Reproduce the listing below word for word, omitting any picture.

>> Begin DATA PROVIDED

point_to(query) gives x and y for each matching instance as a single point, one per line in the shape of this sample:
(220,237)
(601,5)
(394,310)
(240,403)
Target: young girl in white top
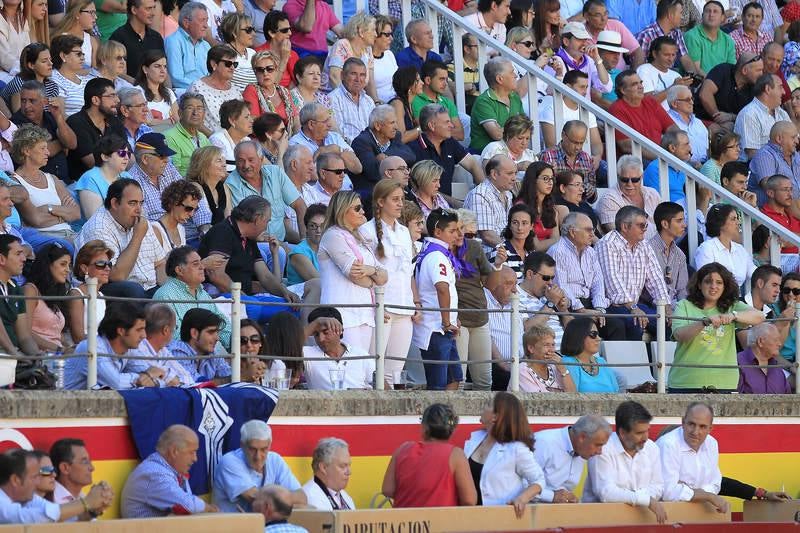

>> End DATA PROVIDED

**EXERCISE RESPONSE**
point_to(query) gives x and y for each matching instance as a single point, one per line in the shape of this sample:
(220,237)
(601,5)
(394,310)
(240,403)
Target: young girl in white top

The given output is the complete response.